Depresi Dapat Dideteksi dari Air Liur

By , Rabu, 19 Februari 2014 | 15:10 WIB

Satu dari enam orang mengalami gejala depresi pada beberapa titik dalam hidupnya, dan kebanyakan gangguan mental bermula sebelum usia 24 tahun.

Kabar baiknya, ternyata gangguan ini bisa dideteksi sejak masih usia remaja. Sebuah studi baru menunjukkan, tes air liur dapat mendeteksi depresi ringan yang mungkin berkembang menjadi gangguan yang lebih serius kemudian, khususnya pada remaja laki-laki.

Para peneliti mengukur hormon stres kortisol pada remaja laki-laki dan menemukan, mereka yang memiliki kadar korsitol yang tinggi berisiko mengalami depresi klinis 14 kali lebih besar di kemudian hari, dibandingkan dengan mereka yang kadar kortisolnya rendah atau normal. Menurut peneliti, tes tersebut lebih efektif pada remaja laki-laki dibandingkan dengan perempuan.

"Ini dapat menjadi cara baru untuk mendeteksi gangguan mental. Anda tidak perlu terlalu tergantung lagi dengan jawaban pasien, melainkan bisa mengukurnya melalui apa yang berada di dalam tubuh mereka," ujar Jor Herbert dari University of Cambridge, salah seorang peneliti studi.

Herbert dan timnya menganalisis data pada lebih dari 1.800 remaja berusia 12 hingga 19 dan mengukur kadar kortisol dengan tes air liur. Selain itu, peneliti juga mengumpulkan laporan mandiri mengenai gejala depresi yang dialami pasien, serta mendiagnosis gangguan kesehatan mental mereka hingga tiga tahun kemudian.

__Yang Perlu Dikerjakan__: Salin seluruh bacaan di atas tentang pendeteksian depresi melalui air liur tanpa mengubah satu kata pun. Baris-baris data di bawah ini tidak berhubungan dengan bacaan tersebut.

__Cuplikan Data__:
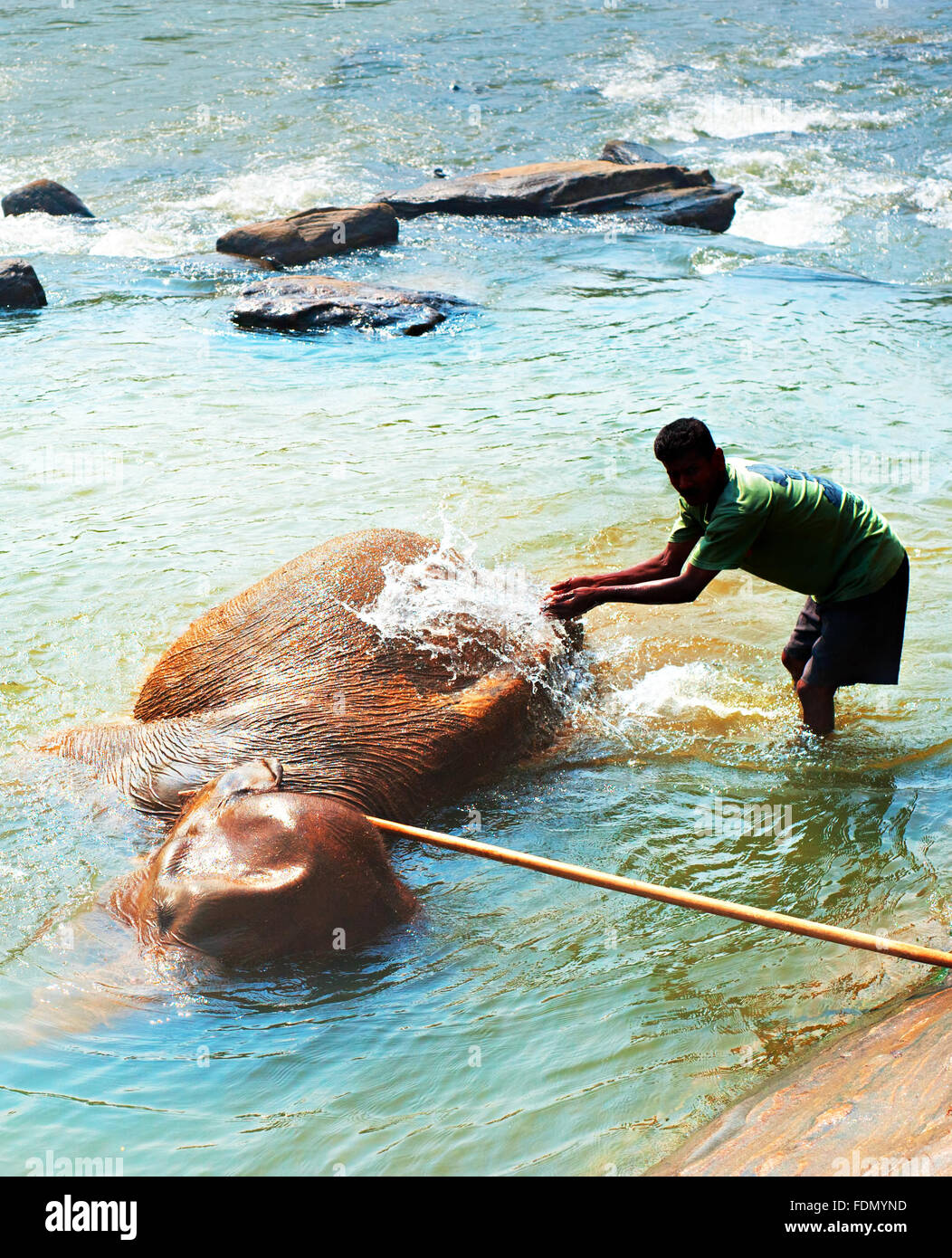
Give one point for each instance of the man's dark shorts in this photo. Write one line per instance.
(857, 641)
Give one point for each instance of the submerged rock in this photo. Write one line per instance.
(874, 1102)
(312, 234)
(19, 287)
(667, 193)
(44, 196)
(297, 303)
(626, 152)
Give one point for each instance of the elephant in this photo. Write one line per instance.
(292, 668)
(252, 873)
(294, 671)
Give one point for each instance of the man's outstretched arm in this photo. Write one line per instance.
(670, 563)
(683, 587)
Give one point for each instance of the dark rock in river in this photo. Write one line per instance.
(626, 152)
(667, 193)
(877, 1101)
(44, 196)
(297, 303)
(19, 287)
(312, 234)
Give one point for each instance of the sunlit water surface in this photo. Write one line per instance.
(155, 461)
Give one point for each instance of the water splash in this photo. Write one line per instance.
(461, 613)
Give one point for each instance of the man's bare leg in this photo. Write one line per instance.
(794, 664)
(816, 702)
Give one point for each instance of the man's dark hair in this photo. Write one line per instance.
(683, 437)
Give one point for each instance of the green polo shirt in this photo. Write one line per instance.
(793, 529)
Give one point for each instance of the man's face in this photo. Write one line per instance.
(696, 477)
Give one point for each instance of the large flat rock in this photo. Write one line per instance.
(878, 1101)
(312, 234)
(664, 191)
(44, 196)
(19, 287)
(299, 303)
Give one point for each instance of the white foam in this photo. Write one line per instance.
(935, 199)
(278, 191)
(445, 603)
(681, 690)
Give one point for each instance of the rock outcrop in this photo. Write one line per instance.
(878, 1101)
(44, 196)
(312, 234)
(19, 287)
(626, 152)
(667, 193)
(299, 303)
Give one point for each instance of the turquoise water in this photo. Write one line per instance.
(155, 460)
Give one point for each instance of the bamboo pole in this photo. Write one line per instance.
(671, 896)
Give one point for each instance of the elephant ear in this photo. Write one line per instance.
(494, 706)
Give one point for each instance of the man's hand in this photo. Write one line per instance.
(566, 604)
(574, 583)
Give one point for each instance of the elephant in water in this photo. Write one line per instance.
(296, 672)
(251, 873)
(290, 668)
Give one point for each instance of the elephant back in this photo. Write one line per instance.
(290, 634)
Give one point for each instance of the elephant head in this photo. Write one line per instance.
(252, 872)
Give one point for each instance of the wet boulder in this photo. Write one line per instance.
(19, 287)
(310, 234)
(302, 303)
(663, 191)
(626, 152)
(44, 196)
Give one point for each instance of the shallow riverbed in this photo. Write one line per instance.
(155, 461)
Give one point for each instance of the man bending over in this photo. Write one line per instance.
(804, 532)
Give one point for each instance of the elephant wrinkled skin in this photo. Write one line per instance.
(287, 670)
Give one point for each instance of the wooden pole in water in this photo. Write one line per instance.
(671, 896)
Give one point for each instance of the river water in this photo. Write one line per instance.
(155, 460)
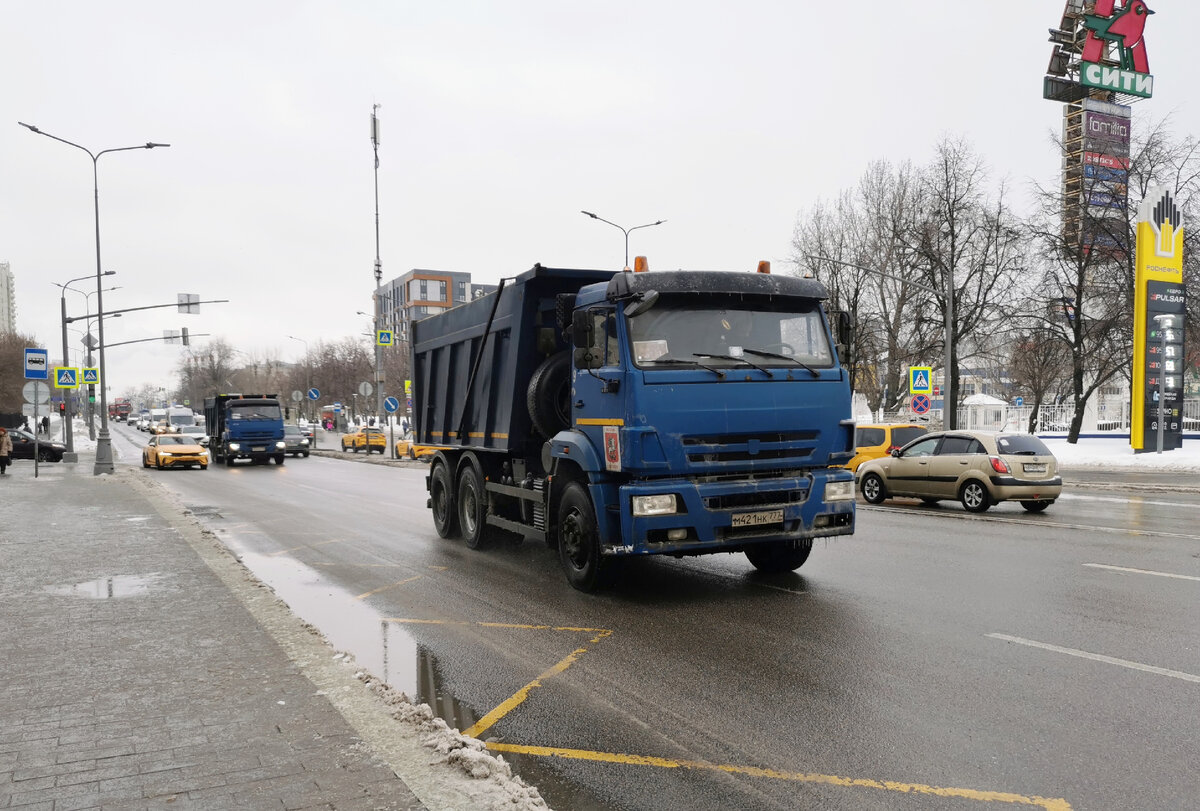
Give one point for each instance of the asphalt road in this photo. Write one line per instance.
(935, 660)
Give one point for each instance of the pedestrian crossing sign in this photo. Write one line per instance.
(921, 380)
(66, 377)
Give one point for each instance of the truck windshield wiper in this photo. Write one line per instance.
(687, 362)
(737, 360)
(778, 356)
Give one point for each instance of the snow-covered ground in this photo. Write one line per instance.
(1114, 454)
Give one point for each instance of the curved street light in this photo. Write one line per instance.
(307, 360)
(624, 230)
(105, 442)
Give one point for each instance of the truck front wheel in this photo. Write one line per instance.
(579, 541)
(445, 517)
(472, 509)
(777, 557)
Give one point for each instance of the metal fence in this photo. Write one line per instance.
(1051, 418)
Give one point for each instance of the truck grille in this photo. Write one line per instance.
(795, 445)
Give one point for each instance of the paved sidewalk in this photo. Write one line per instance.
(143, 667)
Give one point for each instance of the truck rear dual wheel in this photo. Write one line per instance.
(442, 503)
(473, 509)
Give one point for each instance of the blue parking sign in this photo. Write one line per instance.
(37, 364)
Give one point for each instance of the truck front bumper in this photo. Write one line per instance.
(712, 516)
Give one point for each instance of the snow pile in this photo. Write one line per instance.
(462, 752)
(1115, 454)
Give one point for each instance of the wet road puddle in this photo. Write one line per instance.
(382, 648)
(108, 588)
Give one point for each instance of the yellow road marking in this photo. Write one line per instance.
(599, 634)
(520, 696)
(1050, 804)
(306, 546)
(384, 588)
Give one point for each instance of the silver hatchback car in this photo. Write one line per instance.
(977, 468)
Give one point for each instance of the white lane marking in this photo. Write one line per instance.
(1143, 571)
(1113, 499)
(1098, 658)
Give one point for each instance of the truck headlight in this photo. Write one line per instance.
(839, 491)
(654, 505)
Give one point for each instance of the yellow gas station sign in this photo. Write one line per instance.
(1159, 305)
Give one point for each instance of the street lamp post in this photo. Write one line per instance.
(66, 398)
(69, 438)
(378, 269)
(624, 230)
(949, 414)
(307, 360)
(103, 443)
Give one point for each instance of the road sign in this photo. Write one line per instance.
(36, 391)
(66, 377)
(37, 364)
(921, 379)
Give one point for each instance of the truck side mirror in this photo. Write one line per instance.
(582, 329)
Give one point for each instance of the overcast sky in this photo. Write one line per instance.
(501, 121)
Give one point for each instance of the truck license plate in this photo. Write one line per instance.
(759, 518)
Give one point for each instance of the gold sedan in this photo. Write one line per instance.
(174, 450)
(370, 439)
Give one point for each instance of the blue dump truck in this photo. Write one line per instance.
(621, 414)
(245, 427)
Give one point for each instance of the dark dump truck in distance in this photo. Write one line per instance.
(245, 427)
(619, 414)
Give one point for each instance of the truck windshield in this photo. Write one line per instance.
(724, 334)
(256, 412)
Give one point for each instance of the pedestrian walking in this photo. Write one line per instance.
(5, 450)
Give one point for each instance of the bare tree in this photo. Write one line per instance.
(969, 247)
(856, 248)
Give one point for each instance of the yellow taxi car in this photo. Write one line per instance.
(406, 449)
(874, 442)
(369, 439)
(174, 450)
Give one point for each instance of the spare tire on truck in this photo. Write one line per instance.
(549, 396)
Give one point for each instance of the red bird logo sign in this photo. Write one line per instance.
(1125, 28)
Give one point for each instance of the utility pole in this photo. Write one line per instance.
(378, 270)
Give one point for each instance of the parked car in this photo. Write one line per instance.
(978, 468)
(23, 446)
(294, 440)
(174, 450)
(196, 432)
(407, 449)
(874, 442)
(370, 439)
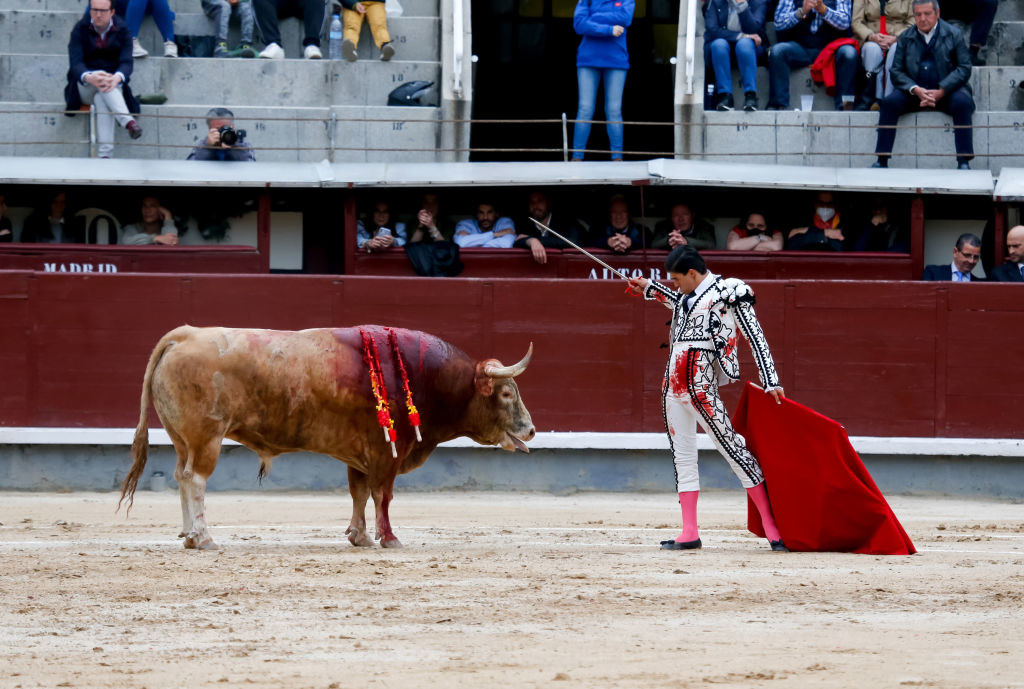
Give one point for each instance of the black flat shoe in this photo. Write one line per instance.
(685, 545)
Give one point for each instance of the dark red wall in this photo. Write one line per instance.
(883, 358)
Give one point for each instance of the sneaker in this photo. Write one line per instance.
(134, 130)
(272, 51)
(348, 50)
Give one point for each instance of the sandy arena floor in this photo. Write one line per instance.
(497, 590)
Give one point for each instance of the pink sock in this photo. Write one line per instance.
(760, 497)
(688, 504)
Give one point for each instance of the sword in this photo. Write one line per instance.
(544, 228)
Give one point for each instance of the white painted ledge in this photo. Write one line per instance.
(555, 440)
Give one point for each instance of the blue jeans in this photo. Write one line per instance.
(790, 55)
(162, 14)
(588, 79)
(747, 60)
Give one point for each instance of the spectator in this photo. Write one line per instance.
(681, 227)
(877, 24)
(735, 28)
(825, 230)
(539, 208)
(382, 232)
(621, 234)
(223, 141)
(428, 221)
(220, 11)
(752, 233)
(6, 231)
(880, 232)
(164, 17)
(930, 72)
(100, 65)
(269, 11)
(601, 57)
(376, 14)
(980, 14)
(156, 225)
(488, 229)
(53, 223)
(806, 29)
(1013, 270)
(967, 253)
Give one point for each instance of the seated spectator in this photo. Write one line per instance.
(220, 11)
(53, 223)
(223, 141)
(880, 232)
(269, 11)
(752, 233)
(825, 230)
(621, 234)
(681, 227)
(1012, 270)
(809, 31)
(980, 14)
(735, 28)
(100, 65)
(381, 232)
(539, 208)
(930, 73)
(428, 226)
(155, 226)
(967, 253)
(488, 229)
(376, 15)
(878, 29)
(164, 17)
(6, 231)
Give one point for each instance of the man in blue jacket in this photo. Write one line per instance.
(930, 72)
(100, 63)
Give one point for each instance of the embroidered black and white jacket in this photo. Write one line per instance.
(711, 321)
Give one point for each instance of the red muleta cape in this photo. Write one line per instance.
(821, 494)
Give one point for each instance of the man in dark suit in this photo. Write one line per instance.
(1012, 270)
(930, 72)
(100, 63)
(967, 253)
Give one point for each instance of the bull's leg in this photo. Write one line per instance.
(356, 530)
(382, 499)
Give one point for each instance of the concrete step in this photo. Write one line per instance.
(847, 139)
(42, 32)
(410, 7)
(289, 82)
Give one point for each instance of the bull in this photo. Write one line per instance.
(282, 391)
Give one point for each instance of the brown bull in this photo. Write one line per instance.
(281, 391)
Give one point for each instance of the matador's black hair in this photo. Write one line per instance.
(684, 257)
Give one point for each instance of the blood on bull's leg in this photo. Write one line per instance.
(356, 530)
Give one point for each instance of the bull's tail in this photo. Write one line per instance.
(140, 445)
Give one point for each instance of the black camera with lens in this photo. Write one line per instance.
(229, 136)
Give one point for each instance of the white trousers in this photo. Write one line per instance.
(691, 398)
(111, 106)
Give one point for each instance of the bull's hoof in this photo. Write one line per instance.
(193, 542)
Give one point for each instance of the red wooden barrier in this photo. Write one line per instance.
(898, 358)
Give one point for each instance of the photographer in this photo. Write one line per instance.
(223, 141)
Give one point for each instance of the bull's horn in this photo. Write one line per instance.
(512, 371)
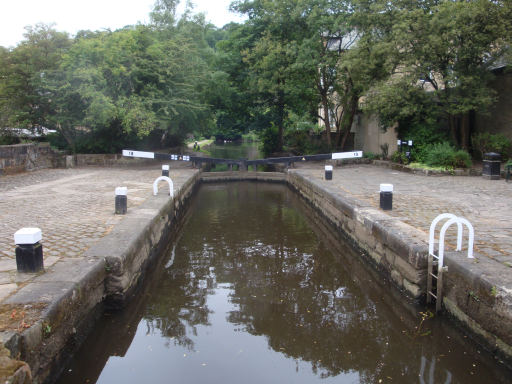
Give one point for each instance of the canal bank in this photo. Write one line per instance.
(396, 249)
(93, 258)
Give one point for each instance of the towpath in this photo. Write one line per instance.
(73, 207)
(418, 199)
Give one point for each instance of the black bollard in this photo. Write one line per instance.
(121, 200)
(328, 172)
(386, 197)
(165, 170)
(29, 250)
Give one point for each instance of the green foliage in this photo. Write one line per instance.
(399, 157)
(485, 142)
(371, 156)
(444, 155)
(270, 140)
(422, 65)
(9, 140)
(462, 159)
(423, 135)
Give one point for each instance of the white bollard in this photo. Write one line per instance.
(121, 204)
(165, 170)
(169, 181)
(386, 197)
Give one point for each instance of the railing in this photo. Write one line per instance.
(242, 164)
(436, 266)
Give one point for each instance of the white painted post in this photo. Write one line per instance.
(121, 204)
(169, 181)
(29, 250)
(165, 170)
(386, 197)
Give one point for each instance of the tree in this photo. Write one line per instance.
(446, 50)
(22, 73)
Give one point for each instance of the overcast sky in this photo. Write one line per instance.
(74, 15)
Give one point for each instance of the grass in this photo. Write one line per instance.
(429, 168)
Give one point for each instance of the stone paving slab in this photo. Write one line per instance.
(418, 199)
(74, 209)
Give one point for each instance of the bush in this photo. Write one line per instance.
(462, 159)
(9, 140)
(399, 157)
(485, 142)
(371, 156)
(444, 155)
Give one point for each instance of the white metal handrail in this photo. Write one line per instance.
(452, 219)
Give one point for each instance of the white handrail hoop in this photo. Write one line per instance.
(452, 220)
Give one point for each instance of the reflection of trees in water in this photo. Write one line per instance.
(286, 287)
(178, 304)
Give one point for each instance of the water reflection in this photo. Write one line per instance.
(250, 293)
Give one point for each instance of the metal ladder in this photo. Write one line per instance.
(436, 266)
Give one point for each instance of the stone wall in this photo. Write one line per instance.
(26, 157)
(396, 249)
(474, 294)
(499, 119)
(107, 273)
(369, 136)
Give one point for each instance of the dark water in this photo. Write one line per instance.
(232, 150)
(252, 291)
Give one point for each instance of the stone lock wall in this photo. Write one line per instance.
(396, 249)
(25, 157)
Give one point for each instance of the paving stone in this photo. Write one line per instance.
(7, 289)
(418, 199)
(73, 207)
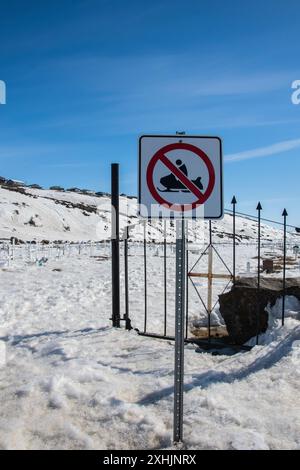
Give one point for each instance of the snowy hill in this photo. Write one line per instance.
(38, 214)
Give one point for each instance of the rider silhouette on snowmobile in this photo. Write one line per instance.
(172, 184)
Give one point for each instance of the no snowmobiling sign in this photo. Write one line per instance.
(180, 177)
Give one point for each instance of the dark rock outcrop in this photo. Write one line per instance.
(240, 306)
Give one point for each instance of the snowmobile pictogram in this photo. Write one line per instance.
(174, 185)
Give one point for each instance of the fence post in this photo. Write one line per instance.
(259, 208)
(284, 214)
(115, 245)
(233, 202)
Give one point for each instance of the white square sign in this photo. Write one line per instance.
(180, 176)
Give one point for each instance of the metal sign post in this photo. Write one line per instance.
(180, 177)
(115, 245)
(179, 331)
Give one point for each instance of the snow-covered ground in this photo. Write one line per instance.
(70, 381)
(36, 214)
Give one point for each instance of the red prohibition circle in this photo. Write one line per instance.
(160, 154)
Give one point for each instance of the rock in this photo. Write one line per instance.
(239, 307)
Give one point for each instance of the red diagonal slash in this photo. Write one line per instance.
(182, 177)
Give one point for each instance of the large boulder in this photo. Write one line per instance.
(244, 307)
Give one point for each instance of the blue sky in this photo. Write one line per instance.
(86, 78)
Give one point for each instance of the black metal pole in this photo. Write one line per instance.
(259, 208)
(165, 279)
(126, 315)
(209, 281)
(145, 278)
(233, 202)
(115, 245)
(284, 214)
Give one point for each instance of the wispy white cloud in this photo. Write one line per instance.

__Hasil Pengerjaan__:
Depresi Dapat Dideteksi dari Air Liur

By , Rabu, 19 Februari 2014 | 15:10 WIB

Satu dari enam orang mengalami gejala depresi pada beberapa titik dalam hidupnya, dan kebanyakan gangguan mental bermula sebelum usia 24 tahun.

Kabar baiknya, ternyata gangguan ini bisa dideteksi sejak masih usia remaja. Sebuah studi baru menunjukkan, tes air liur dapat mendeteksi depresi ringan yang mungkin berkembang menjadi gangguan yang lebih serius kemudian, khususnya pada remaja laki-laki.

Para peneliti mengukur hormon stres kortisol pada remaja laki-laki dan menemukan, mereka yang memiliki kadar korsitol yang tinggi berisiko mengalami depresi klinis 14 kali lebih besar di kemudian hari, dibandingkan dengan mereka yang kadar kortisolnya rendah atau normal. Menurut peneliti, tes tersebut lebih efektif pada remaja laki-laki dibandingkan dengan perempuan.

"Ini dapat menjadi cara baru untuk mendeteksi gangguan mental. Anda tidak perlu terlalu tergantung lagi dengan jawaban pasien, melainkan bisa mengukurnya melalui apa yang berada di dalam tubuh mereka," ujar Jor Herbert dari University of Cambridge, salah seorang peneliti studi.

Herbert dan timnya menganalisis data pada lebih dari 1.800 remaja berusia 12 hingga 19 dan mengukur kadar kortisol dengan tes air liur. Selain itu, peneliti juga mengumpulkan laporan mandiri mengenai gejala depresi yang dialami pasien, serta mendiagnosis gangguan kesehatan mental mereka hingga tiga tahun kemudian.